RECORDED DATA:
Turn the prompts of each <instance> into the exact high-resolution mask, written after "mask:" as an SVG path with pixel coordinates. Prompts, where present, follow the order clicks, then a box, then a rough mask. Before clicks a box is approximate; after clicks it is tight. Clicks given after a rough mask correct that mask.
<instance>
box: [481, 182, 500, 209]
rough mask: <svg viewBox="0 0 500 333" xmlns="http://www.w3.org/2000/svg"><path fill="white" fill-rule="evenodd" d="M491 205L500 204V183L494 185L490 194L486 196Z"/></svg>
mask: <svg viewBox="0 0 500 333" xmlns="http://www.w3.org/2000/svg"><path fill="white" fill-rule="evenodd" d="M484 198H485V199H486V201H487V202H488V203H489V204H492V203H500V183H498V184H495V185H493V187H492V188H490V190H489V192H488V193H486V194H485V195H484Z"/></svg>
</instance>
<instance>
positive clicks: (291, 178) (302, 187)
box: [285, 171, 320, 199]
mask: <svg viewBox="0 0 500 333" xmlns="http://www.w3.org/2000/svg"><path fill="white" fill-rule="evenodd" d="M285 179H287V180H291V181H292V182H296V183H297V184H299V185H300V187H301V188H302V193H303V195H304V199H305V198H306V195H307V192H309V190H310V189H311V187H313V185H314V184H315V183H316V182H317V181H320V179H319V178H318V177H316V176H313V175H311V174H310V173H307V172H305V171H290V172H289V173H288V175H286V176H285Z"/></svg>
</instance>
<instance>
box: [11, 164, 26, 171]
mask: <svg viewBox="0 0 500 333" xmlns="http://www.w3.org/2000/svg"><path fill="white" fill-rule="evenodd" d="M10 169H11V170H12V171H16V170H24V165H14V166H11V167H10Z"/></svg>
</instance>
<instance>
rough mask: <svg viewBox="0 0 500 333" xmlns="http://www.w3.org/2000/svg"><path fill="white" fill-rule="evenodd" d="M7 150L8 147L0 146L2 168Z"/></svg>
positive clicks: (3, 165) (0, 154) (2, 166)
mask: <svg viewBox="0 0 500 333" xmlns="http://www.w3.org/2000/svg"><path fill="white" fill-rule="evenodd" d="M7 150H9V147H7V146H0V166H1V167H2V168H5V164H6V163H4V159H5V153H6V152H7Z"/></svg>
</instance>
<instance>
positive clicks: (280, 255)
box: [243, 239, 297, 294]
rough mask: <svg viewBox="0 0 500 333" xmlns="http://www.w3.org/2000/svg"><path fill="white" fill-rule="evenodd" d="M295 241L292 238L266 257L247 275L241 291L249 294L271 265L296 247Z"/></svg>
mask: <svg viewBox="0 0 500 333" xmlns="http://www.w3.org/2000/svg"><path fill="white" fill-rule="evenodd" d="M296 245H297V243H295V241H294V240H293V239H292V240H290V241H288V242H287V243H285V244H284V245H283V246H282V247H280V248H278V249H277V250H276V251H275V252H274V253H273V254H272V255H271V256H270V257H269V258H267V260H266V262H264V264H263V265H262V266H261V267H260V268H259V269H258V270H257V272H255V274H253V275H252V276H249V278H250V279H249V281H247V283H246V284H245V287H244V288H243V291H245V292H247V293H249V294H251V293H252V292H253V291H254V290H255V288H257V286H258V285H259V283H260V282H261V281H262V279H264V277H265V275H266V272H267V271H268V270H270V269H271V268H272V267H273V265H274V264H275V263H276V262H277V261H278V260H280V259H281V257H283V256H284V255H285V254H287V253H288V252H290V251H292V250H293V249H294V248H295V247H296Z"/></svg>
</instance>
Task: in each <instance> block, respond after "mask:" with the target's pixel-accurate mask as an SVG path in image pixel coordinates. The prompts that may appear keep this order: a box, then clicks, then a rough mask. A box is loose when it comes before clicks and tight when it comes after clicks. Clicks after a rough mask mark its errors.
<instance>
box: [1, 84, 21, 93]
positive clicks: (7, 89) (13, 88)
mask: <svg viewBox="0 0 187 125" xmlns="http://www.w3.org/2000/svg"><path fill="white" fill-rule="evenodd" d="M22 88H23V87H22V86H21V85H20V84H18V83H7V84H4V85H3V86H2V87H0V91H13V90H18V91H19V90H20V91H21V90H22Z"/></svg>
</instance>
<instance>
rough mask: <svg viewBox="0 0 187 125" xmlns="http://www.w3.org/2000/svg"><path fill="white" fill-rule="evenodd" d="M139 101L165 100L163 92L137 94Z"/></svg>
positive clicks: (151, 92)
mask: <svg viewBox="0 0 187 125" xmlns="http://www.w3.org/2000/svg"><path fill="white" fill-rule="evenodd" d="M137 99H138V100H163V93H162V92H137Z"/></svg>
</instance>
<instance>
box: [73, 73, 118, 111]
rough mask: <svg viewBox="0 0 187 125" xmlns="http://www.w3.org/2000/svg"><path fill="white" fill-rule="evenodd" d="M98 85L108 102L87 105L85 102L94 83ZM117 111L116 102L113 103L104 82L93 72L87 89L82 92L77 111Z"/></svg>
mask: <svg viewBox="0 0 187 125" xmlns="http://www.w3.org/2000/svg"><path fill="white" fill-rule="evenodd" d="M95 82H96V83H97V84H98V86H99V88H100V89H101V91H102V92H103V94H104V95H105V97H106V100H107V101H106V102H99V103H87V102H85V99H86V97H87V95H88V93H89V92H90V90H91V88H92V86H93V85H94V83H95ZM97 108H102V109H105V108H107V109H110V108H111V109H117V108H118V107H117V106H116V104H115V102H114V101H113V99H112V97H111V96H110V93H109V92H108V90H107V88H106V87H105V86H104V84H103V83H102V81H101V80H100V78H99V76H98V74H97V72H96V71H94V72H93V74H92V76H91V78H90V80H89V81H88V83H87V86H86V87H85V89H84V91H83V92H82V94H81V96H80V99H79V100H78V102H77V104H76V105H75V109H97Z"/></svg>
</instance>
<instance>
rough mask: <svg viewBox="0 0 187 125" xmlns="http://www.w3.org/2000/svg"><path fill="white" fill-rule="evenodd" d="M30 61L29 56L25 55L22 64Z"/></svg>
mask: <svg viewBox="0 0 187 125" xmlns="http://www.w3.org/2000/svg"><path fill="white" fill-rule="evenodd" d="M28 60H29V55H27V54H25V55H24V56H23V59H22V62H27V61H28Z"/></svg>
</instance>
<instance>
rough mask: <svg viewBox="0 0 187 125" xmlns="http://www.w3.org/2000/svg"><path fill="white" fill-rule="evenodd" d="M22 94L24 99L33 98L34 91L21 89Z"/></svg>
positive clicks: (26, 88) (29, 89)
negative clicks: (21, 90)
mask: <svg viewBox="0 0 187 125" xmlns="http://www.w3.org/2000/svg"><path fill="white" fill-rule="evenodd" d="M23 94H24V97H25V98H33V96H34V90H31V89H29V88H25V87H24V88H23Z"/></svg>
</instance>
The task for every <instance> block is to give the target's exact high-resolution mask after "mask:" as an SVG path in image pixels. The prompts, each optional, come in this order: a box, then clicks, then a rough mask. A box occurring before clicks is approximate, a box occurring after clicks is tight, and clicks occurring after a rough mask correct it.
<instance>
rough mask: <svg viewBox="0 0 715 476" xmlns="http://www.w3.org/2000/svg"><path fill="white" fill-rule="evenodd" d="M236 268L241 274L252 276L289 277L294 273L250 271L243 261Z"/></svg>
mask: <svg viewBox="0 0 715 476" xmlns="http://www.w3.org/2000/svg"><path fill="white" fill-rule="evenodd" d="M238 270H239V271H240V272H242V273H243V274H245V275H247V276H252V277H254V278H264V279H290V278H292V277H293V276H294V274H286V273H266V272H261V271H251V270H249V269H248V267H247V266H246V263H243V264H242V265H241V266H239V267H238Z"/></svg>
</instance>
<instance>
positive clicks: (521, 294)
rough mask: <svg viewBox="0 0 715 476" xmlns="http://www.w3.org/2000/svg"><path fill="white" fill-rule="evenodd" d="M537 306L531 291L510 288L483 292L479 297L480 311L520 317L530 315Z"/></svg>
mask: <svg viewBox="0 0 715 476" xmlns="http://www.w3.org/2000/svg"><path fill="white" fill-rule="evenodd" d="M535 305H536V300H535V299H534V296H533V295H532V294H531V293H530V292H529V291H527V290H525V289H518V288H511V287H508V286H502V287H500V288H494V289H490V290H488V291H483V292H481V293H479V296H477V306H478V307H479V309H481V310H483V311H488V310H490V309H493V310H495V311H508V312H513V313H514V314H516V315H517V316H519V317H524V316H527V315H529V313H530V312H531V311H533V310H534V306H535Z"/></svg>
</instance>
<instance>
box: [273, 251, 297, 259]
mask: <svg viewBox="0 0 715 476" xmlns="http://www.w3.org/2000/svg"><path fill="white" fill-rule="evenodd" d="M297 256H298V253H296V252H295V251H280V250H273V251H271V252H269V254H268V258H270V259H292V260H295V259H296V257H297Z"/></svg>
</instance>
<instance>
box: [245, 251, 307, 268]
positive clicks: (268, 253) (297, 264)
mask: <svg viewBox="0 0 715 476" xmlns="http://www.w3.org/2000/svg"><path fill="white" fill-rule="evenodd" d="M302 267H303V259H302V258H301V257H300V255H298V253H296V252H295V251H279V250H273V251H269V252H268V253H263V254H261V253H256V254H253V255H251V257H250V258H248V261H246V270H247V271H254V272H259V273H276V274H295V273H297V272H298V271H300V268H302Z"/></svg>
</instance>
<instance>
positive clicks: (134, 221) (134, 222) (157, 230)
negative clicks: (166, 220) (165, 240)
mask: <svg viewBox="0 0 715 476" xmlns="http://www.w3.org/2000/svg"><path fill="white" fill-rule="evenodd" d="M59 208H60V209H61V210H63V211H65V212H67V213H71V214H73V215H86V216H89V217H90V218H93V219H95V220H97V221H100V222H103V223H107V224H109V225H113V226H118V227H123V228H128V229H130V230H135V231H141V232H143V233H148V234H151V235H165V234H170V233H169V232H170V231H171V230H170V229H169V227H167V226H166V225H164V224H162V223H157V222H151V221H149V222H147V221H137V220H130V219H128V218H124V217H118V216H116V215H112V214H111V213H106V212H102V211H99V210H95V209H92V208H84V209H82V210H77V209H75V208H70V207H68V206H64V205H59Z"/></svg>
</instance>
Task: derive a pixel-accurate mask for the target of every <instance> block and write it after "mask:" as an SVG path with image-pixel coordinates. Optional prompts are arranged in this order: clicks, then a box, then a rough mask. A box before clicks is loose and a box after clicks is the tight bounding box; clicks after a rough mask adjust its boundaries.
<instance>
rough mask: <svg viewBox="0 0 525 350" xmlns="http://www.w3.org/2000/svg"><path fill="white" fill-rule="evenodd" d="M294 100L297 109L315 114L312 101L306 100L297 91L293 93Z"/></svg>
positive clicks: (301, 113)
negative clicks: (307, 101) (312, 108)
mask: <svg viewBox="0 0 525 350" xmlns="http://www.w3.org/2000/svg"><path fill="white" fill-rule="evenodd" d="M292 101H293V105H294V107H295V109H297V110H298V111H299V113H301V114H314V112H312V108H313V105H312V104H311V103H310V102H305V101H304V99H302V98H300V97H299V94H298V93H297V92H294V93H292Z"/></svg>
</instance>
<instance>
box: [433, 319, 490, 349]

WHAT THE TASK ASKS: Lines holding the string "image" in the records: how many are there? Give only the number.

COMPLETED EXERCISE: 3